Description of the task.
Please copy each line below that contains the word "mirror".

Provided material Block Start

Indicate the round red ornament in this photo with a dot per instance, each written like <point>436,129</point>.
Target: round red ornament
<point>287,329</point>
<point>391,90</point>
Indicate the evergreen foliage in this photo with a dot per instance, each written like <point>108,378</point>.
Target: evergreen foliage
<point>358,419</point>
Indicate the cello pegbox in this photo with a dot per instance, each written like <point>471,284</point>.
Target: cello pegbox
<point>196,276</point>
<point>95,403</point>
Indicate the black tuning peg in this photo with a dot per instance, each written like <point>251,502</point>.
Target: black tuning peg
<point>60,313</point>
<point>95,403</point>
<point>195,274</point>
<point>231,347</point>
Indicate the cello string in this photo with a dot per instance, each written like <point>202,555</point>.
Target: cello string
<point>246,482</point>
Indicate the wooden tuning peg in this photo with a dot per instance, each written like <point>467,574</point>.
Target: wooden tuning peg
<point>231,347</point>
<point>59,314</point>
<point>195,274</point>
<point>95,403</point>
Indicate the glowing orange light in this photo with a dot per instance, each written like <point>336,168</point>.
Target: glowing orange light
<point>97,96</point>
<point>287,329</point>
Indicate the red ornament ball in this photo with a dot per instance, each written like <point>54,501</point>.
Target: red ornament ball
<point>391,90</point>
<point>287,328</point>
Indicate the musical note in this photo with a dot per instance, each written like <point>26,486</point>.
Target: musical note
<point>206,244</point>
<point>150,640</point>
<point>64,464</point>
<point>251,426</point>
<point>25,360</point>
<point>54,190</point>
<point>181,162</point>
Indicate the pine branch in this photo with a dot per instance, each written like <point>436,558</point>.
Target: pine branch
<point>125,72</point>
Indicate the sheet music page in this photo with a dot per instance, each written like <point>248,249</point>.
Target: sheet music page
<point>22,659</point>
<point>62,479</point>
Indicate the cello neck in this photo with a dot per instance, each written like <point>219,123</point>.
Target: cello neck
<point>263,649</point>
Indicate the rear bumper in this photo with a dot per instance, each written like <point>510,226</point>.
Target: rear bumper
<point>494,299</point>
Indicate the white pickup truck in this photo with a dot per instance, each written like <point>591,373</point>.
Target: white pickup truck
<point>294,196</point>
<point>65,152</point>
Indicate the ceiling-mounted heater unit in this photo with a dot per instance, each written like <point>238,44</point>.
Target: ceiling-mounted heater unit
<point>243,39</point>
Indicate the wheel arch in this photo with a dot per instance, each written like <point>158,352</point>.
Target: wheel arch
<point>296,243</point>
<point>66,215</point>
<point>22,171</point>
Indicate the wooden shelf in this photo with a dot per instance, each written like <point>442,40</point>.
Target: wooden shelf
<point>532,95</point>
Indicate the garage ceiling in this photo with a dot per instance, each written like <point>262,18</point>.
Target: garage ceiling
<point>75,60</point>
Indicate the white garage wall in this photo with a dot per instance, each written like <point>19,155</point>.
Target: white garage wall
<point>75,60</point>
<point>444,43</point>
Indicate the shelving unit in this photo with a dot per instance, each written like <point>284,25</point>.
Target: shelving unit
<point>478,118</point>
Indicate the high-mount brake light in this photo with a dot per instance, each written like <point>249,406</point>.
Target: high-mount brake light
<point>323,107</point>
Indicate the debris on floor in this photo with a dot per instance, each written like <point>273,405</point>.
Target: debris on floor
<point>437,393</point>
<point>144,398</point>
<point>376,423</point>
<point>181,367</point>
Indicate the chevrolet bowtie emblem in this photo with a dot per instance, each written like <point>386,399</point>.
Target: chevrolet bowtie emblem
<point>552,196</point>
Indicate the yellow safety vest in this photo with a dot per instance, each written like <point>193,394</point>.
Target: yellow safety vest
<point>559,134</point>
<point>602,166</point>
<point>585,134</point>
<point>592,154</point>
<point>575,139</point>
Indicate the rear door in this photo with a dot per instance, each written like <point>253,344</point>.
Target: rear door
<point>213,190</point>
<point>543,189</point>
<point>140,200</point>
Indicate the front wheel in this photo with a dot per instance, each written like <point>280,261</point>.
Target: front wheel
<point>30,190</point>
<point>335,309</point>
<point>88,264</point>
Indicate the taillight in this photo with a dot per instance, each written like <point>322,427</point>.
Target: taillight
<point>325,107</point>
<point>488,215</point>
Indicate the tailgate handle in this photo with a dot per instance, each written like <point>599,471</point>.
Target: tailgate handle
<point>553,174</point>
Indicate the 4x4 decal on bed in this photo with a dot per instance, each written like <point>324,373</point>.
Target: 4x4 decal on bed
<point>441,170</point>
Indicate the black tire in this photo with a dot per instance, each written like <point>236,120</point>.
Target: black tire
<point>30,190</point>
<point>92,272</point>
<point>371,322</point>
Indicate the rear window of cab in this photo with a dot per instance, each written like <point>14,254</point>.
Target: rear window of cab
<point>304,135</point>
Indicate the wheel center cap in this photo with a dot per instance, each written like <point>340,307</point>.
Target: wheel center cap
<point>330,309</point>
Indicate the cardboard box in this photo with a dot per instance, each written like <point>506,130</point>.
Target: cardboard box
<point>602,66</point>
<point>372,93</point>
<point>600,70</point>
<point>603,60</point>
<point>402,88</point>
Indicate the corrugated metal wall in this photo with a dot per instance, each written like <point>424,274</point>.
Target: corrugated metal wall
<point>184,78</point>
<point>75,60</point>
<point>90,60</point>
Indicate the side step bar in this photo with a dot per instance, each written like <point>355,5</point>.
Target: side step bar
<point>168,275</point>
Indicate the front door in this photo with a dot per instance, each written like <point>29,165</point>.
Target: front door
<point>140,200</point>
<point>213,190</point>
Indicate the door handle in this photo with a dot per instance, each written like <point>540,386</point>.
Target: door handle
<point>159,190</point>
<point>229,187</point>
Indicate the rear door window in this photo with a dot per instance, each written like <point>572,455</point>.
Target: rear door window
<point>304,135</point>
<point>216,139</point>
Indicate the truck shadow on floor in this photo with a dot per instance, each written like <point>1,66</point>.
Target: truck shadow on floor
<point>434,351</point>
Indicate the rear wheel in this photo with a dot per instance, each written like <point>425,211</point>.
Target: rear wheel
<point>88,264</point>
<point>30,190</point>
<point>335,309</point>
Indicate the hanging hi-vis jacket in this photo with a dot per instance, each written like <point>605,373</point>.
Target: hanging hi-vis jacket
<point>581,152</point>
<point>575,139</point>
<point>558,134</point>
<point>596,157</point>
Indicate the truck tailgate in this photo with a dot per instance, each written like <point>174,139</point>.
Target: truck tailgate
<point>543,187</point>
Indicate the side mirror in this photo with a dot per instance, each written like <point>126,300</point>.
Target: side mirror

Provided material Block End
Provided material Block Start

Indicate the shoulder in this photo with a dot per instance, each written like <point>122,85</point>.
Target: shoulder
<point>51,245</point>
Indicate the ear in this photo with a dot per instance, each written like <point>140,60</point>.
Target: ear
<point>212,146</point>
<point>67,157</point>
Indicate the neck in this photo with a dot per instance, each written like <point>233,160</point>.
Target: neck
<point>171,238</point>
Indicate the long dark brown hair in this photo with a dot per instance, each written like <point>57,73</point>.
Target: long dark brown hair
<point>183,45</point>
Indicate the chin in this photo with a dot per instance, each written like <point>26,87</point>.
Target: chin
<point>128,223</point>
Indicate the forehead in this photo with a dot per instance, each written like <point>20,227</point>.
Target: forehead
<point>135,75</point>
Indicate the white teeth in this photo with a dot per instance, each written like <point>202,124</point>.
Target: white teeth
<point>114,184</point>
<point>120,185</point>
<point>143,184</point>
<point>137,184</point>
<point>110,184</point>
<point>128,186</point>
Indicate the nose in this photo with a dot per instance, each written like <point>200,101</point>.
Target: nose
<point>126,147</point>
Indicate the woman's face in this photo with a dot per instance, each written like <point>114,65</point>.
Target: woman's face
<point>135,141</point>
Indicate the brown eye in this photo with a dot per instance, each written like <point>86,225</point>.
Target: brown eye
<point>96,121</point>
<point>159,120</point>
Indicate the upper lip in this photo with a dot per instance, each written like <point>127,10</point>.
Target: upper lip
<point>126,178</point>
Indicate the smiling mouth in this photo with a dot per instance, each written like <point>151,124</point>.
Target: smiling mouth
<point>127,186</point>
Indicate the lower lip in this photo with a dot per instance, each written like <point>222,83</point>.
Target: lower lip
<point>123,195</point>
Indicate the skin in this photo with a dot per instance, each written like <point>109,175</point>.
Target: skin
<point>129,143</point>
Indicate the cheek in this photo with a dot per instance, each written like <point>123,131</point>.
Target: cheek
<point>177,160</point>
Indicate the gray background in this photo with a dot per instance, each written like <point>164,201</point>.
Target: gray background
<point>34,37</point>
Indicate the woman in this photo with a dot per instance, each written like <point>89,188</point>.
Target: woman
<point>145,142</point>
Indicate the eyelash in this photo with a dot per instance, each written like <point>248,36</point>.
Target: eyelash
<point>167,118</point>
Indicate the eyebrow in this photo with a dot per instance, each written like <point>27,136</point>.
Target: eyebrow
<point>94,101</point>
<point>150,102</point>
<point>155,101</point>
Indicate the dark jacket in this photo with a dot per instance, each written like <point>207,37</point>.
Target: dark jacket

Provided material Block End
Provided material Block Start

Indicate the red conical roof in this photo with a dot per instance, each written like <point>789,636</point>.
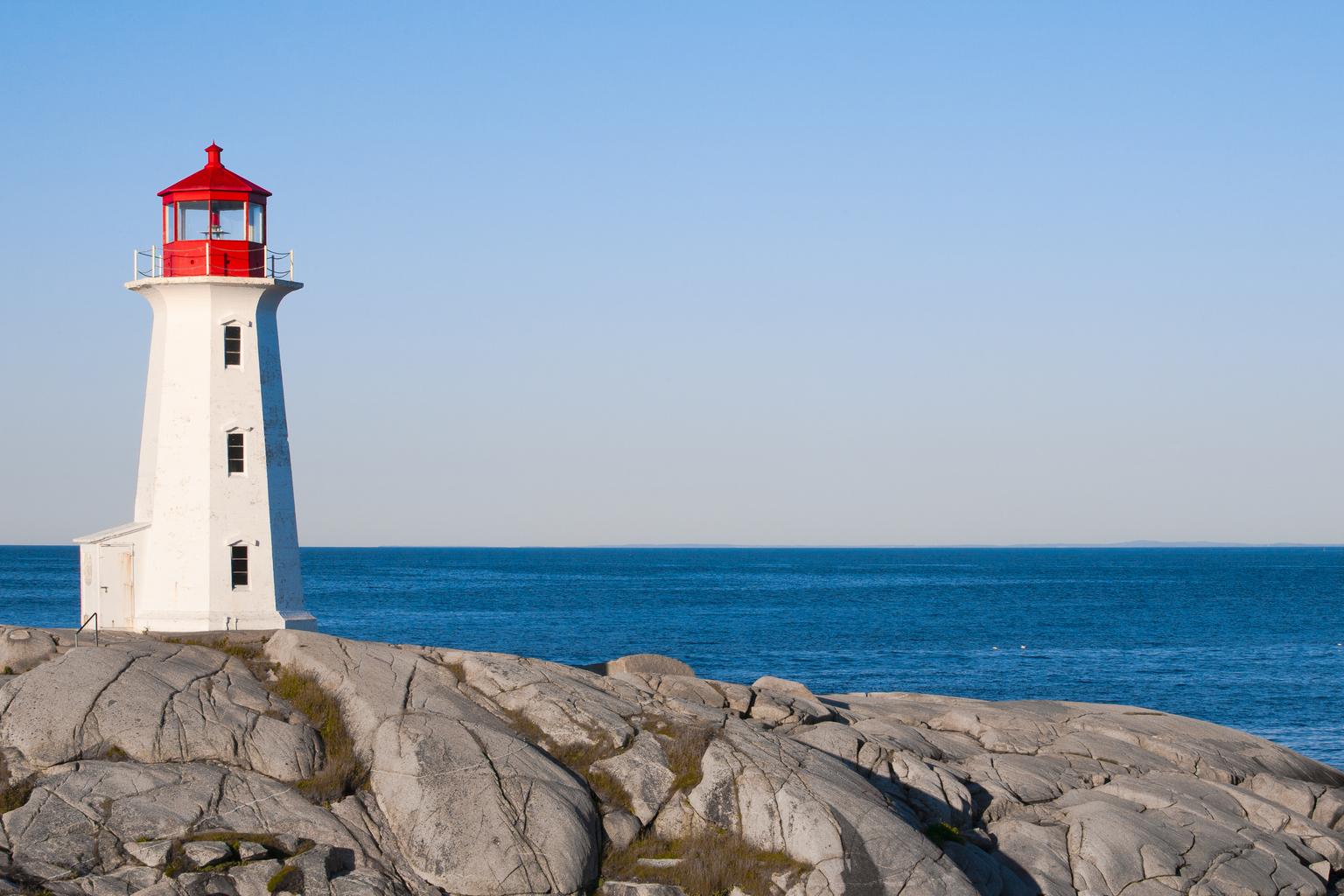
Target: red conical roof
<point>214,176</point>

Provided material Block End

Worked solution.
Indicate the side mirror in this photo with a dot per instance, each written like <point>126,300</point>.
Target: side mirror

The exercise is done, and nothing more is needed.